--- START ---

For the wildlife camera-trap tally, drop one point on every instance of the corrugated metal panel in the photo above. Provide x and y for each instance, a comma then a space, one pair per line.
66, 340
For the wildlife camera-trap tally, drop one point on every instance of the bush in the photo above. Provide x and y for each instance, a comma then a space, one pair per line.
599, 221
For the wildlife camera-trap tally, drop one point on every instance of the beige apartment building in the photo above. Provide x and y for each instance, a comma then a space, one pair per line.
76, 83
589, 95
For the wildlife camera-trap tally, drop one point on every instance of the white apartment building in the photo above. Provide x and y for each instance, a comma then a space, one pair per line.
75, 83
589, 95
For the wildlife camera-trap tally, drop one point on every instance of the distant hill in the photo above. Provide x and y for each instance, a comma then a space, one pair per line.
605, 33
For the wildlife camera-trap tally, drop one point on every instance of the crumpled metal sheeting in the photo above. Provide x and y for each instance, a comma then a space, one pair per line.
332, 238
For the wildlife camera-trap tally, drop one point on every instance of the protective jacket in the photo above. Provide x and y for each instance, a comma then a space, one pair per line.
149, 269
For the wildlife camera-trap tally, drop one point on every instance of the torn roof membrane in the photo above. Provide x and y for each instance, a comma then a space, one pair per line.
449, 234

--- END ---

• _WHAT TO PRODUCE_:
Look for the line with "of the crumpled" in the records above. Repeat it and each line after it exactly.

• _WRITTEN ANSWER_:
For the wildlife camera-trap tally, drop one point on every instance of the crumpled metal sheeting in the photo above. Provide x and y for each instance, a comma then a space, one pair per line.
332, 238
For the wildlife camera-trap tally, drop one point on every instance of the protective jacket in the photo above. Provide x and y for each instance, a comma then a space, one pair per line.
149, 269
For the wildlife camera-trap tally, drop one point on every instance of the torn roof membrane in the photo above. Provide x and y for each instance, a comma then a space, one pair per line.
449, 234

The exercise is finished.